==== Bloco de texto

PRORROGAMOS! Assine a partir de 1,50/semana

Petróleo :fontes de violência

Petróleo, diamantes e água estão na origem de muitos conflitos armados ao redor do mundo, principalmente na África, na Ásia e no Oriente Médio.

Por Da Redação Materia seguir SEGUIR Materia seguir SEGUINDO
Atualizado em 31 out 2016, 18h20 - Publicado em 30 set 2007, 22h00

Texto Alessandra de Falco

Petróleo, diamantes e água. Essas 3 riquezas naturais vêm alimentando conflitos armados e combates sangrentos ao redor do mundo já faz algum tempo. Elas são o estopim daquilo que alguns especialistas convencionaram chamar de “novas guerras” – disputas contemporâneas marcadas por objetivos econômicos no lugar de idealismo político, divergência religiosa ou limpeza étnica.

Segundo Denise Galvão, integrante do Grupo de Análise de Prevenção de Conflitos Internacionais da Universidade Cândido Mendes, no Rio de Janeiro, a briga por recursos naturais sempre teve papel decisivo nas guerras travadas na África e no Oriente Médio – região detentora de aproximadamente 55% das reservas mundiais de petróleo. Diamantes, por outro lado, financiaram matanças na Libéria, em Serra Leoa e na República Democrática do Congo (RDA) – e continuam a patrocinar conflitos em muitos países africanos (leia mais nas págs. 34 e 36).

No capítulo “água”, a situação parece ser ainda mais complicada. De acordo com a Organização das Nações Unidas para Agricultura e Alimentação (FAO), quase todos os 261 rios “internacionais” do mundo – aqueles que cruzam fronteiras – têm sido foco de tensões nas últimas décadas. A maioria deles localiza-se na África, no Oriente Médio e no sudeste da Ásia. Um dos casos mais emblemáticos de guerra por água é o conflito entre árabes e israelenses que começou em 1964 e mantém-se vivo até hoje. Naquele ano, Israel bombardeou a Síria depois que o país começou a desviar água do rio Banias e alguns afluentes do Jordão. A disputa foi evoluindo até dar origem à Guerra dos Seis Dias, em 1967, quando os israelenses ocuparam as colinas de Golã (região com importantes fontes renováveis de água) e passaram a controlar a cidade de Jerusalém interia. Especialistas em hidropolítica afirmam que, até 2020, a falta d´água será crônica em todo o Oriente Médio. Isso poderá esquentar ainda mais a já tumultuada relação entre os países daquela região.

========
==== Material fornecido

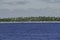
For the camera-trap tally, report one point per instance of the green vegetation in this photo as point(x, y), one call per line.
point(40, 18)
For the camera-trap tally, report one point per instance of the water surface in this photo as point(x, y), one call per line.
point(29, 31)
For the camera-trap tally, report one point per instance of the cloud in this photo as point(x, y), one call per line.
point(14, 2)
point(51, 1)
point(29, 12)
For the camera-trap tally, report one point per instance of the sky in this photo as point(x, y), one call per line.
point(26, 8)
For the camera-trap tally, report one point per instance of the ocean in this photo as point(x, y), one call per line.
point(29, 31)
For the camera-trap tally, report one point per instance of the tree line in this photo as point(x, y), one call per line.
point(40, 18)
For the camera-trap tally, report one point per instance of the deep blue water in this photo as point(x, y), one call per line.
point(29, 31)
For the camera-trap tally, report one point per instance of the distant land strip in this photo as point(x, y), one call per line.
point(31, 19)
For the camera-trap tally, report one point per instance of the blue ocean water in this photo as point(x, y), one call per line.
point(29, 31)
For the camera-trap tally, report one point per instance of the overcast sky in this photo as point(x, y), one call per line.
point(21, 8)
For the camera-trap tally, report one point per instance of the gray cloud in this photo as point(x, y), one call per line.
point(51, 1)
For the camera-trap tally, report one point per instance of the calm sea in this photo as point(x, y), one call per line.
point(29, 31)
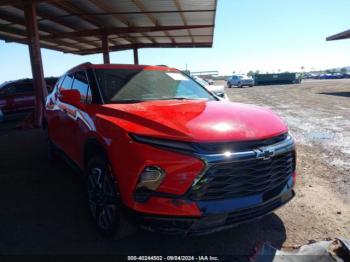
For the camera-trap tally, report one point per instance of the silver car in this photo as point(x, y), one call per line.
point(240, 81)
point(219, 91)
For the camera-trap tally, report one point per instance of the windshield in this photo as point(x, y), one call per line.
point(123, 85)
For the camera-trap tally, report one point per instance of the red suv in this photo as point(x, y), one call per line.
point(160, 151)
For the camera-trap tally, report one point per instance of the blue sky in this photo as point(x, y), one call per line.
point(265, 35)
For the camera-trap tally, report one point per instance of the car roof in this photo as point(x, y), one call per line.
point(122, 66)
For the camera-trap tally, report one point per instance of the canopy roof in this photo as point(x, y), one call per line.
point(342, 35)
point(77, 26)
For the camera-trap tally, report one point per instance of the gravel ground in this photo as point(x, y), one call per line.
point(318, 115)
point(42, 207)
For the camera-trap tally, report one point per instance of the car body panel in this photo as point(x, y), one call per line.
point(73, 127)
point(205, 121)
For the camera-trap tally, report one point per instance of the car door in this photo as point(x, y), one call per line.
point(57, 116)
point(78, 120)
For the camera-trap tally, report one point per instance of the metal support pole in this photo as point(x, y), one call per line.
point(36, 61)
point(105, 48)
point(136, 56)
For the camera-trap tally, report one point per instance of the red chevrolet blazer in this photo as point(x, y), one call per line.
point(161, 152)
point(18, 98)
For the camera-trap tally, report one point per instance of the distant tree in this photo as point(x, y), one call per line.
point(344, 70)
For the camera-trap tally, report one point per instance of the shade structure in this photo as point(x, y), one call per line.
point(78, 26)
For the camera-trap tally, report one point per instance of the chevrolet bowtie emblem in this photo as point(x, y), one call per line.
point(265, 154)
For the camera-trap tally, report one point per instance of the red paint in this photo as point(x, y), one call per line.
point(189, 120)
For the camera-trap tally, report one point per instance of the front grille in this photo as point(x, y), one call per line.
point(243, 178)
point(215, 148)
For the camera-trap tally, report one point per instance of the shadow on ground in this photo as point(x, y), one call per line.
point(42, 211)
point(343, 94)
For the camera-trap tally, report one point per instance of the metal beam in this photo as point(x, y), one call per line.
point(105, 49)
point(121, 30)
point(120, 14)
point(150, 45)
point(62, 23)
point(136, 56)
point(183, 18)
point(142, 8)
point(19, 2)
point(36, 62)
point(107, 7)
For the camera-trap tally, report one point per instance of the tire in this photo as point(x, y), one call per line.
point(104, 200)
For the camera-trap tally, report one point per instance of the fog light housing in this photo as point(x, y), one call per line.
point(151, 178)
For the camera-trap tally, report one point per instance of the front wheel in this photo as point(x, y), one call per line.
point(104, 200)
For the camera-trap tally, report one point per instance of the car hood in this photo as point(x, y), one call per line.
point(195, 120)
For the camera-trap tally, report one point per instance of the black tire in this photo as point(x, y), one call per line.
point(104, 200)
point(51, 150)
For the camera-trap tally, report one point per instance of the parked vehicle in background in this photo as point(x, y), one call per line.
point(209, 81)
point(160, 151)
point(277, 79)
point(17, 97)
point(215, 89)
point(240, 81)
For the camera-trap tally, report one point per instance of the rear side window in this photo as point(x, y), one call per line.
point(81, 84)
point(67, 82)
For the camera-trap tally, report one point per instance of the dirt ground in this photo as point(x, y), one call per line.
point(318, 115)
point(42, 207)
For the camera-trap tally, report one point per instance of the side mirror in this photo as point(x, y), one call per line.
point(71, 96)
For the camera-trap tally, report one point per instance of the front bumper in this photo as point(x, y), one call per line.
point(209, 223)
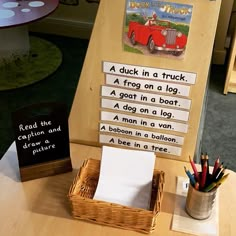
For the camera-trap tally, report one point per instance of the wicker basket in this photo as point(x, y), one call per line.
point(84, 207)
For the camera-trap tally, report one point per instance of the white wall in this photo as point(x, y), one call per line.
point(72, 21)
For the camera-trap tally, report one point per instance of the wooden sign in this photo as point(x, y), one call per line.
point(42, 140)
point(137, 94)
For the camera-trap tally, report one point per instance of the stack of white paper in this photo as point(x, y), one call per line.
point(126, 177)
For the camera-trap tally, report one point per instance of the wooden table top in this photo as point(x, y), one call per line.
point(18, 12)
point(40, 207)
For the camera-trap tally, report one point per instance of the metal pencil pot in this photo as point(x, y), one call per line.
point(199, 204)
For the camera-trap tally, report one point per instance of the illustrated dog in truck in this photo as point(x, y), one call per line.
point(157, 35)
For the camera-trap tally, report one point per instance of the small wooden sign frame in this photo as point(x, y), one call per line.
point(42, 140)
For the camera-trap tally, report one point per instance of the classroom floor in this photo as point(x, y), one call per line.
point(219, 135)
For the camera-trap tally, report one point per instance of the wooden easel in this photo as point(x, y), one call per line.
point(106, 46)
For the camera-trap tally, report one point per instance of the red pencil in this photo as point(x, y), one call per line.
point(196, 175)
point(204, 175)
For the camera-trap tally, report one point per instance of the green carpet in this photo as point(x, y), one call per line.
point(44, 58)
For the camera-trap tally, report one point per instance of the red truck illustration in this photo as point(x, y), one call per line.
point(157, 37)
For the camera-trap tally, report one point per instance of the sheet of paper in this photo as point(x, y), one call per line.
point(126, 177)
point(184, 223)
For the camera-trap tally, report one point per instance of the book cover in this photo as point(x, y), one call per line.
point(157, 28)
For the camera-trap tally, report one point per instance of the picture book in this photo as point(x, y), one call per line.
point(157, 28)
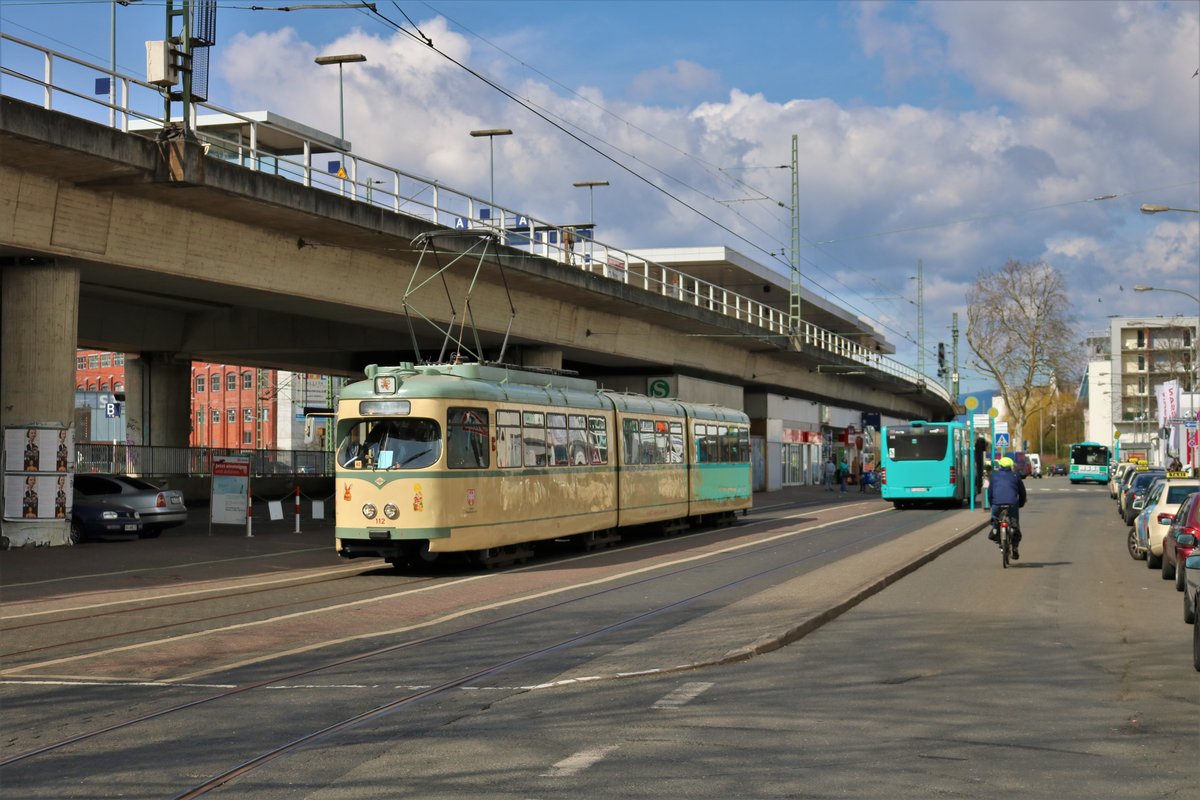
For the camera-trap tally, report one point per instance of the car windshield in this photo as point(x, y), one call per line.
point(1144, 480)
point(1179, 493)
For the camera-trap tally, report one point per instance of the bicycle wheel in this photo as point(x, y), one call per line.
point(1003, 541)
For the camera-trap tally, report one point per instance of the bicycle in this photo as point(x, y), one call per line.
point(1005, 535)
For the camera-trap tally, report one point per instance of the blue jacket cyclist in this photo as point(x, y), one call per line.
point(1007, 488)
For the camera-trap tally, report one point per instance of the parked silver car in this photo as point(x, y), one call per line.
point(1192, 603)
point(160, 509)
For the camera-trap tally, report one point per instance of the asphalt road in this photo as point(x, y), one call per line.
point(1066, 675)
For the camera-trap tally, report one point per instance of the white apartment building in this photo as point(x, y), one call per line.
point(1125, 370)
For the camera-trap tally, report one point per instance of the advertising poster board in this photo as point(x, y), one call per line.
point(37, 464)
point(231, 489)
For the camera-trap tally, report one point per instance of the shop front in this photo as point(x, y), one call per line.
point(801, 457)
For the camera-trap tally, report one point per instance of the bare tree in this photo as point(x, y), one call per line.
point(1020, 330)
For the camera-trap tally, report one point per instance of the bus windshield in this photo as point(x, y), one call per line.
point(1090, 455)
point(408, 443)
point(927, 443)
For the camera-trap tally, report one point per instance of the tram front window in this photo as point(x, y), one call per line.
point(411, 443)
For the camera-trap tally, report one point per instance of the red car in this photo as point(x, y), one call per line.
point(1181, 539)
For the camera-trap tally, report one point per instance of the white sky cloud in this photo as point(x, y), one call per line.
point(1072, 100)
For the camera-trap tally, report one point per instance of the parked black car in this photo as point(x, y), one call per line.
point(102, 518)
point(160, 507)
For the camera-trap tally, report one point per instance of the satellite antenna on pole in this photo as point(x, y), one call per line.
point(185, 54)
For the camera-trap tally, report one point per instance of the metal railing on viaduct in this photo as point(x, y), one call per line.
point(61, 83)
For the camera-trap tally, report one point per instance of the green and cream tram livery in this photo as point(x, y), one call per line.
point(485, 461)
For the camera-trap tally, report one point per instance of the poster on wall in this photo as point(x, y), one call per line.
point(37, 462)
point(37, 450)
point(36, 497)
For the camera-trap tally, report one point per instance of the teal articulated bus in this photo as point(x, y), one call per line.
point(925, 463)
point(1089, 462)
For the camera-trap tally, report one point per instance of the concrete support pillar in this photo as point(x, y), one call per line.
point(39, 332)
point(157, 395)
point(543, 358)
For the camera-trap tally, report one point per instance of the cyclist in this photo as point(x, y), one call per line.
point(1006, 488)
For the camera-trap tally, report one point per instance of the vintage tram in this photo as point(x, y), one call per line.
point(485, 461)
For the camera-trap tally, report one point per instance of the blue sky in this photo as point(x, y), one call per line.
point(958, 133)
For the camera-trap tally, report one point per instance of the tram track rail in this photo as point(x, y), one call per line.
point(142, 605)
point(408, 698)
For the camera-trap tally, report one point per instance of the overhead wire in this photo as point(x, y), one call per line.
point(546, 114)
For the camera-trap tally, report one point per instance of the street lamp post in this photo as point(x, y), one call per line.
point(349, 58)
point(491, 133)
point(592, 215)
point(591, 186)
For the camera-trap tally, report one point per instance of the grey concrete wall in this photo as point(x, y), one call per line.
point(39, 306)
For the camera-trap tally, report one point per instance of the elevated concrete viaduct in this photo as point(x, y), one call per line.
point(119, 241)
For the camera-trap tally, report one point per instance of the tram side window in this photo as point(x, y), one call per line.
point(467, 438)
point(556, 431)
point(730, 444)
point(651, 449)
point(708, 449)
point(508, 438)
point(631, 440)
point(598, 435)
point(675, 445)
point(534, 433)
point(577, 440)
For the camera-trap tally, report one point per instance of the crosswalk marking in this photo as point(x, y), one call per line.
point(579, 762)
point(685, 693)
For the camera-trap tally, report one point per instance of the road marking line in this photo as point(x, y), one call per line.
point(685, 693)
point(226, 584)
point(579, 762)
point(169, 566)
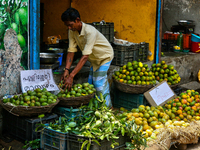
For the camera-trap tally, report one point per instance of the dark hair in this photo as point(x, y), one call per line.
point(70, 14)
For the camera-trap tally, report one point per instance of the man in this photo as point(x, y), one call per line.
point(95, 48)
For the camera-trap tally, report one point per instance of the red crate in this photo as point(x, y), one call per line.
point(186, 39)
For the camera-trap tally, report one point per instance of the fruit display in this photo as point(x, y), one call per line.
point(135, 73)
point(176, 113)
point(184, 107)
point(162, 71)
point(77, 90)
point(150, 118)
point(30, 98)
point(15, 15)
point(95, 122)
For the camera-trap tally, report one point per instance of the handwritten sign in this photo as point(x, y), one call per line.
point(159, 94)
point(32, 79)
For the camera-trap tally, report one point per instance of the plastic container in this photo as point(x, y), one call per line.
point(75, 142)
point(106, 29)
point(195, 38)
point(180, 41)
point(124, 54)
point(142, 52)
point(53, 140)
point(67, 112)
point(195, 47)
point(23, 128)
point(127, 100)
point(60, 59)
point(186, 41)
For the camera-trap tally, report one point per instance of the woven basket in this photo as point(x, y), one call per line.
point(75, 101)
point(28, 111)
point(130, 88)
point(174, 86)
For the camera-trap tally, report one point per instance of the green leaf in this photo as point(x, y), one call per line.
point(41, 116)
point(88, 146)
point(96, 142)
point(84, 143)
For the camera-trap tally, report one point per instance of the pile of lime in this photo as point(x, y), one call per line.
point(38, 97)
point(77, 90)
point(162, 71)
point(135, 73)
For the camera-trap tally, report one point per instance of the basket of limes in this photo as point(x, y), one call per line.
point(80, 94)
point(176, 48)
point(134, 77)
point(30, 103)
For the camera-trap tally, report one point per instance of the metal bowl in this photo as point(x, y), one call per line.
point(49, 58)
point(185, 22)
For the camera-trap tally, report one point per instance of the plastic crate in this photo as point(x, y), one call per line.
point(75, 142)
point(68, 112)
point(143, 52)
point(60, 59)
point(178, 91)
point(124, 54)
point(23, 128)
point(106, 29)
point(167, 45)
point(53, 140)
point(128, 100)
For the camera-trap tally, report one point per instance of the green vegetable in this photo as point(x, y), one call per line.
point(14, 27)
point(21, 40)
point(23, 15)
point(97, 114)
point(16, 17)
point(2, 27)
point(72, 124)
point(41, 116)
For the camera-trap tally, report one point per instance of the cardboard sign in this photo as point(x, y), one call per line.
point(160, 94)
point(32, 79)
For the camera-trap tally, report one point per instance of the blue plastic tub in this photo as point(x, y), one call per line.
point(195, 38)
point(60, 58)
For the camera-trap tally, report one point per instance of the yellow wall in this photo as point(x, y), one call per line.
point(53, 10)
point(134, 20)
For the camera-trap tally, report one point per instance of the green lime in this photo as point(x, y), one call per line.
point(14, 27)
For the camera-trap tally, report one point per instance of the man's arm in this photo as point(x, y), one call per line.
point(69, 60)
point(69, 80)
point(80, 64)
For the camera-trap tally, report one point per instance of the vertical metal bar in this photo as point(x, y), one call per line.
point(159, 31)
point(34, 34)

========

Tarefas a resolver:
(A) Transcreva o trecho do texto sobre recursos naturais e conflitos armados, começando em "Segundo Denise Galvão, integrante" e seguindo até "págs. 34 e 36).".
(B) Dê continuidade ao texto sobre petróleo, diamantes e água como causas de guerras, a partir do ponto em que ele termina.

Resultados das tarefas:
(A)
Segundo Denise Galvão, integrante do Grupo de Análise de Prevenção de Conflitos Internacionais da Universidade Cândido Mendes, no Rio de Janeiro, a briga por recursos naturais sempre teve papel decisivo nas guerras travadas na África e no Oriente Médio – região detentora de aproximadamente 55% das reservas mundiais de petróleo. Diamantes, por outro lado, financiaram matanças na Libéria, em Serra Leoa e na República Democrática do Congo (RDA) – e continuam a patrocinar conflitos em muitos países africanos (leia mais nas págs. 34 e 36).

(B)
Pontos nevrálgicos

O petróleo era desprezado pelos povos do Oriente Médio na época em que Jesus Cristo andava por lá. Por causa do mal-cheiro, não era usado nem em lamparinas. Hoje, países são capazes de ir à guerra por ele. Os EUA, donos da maior economia do mundo (e a mais dependente do combustível também), perceberam a importância de manter algum controle sobre as principais regiões produtoras desde o início do século passado. Na década de 1930, estabeleceram suas primeiras alianças com os países do Golfo Pérsico – entre eles a Arábia Saudita. Algum tempo depois, partiram para as reservas da África, acompanhados de franceses, belgas e britânicos. Direta ou indiretamente, essas potências ocidentais e suas empresas petrolíferas acabam financiando os conflitos travados entre governos corruptos e grupos rebeldes.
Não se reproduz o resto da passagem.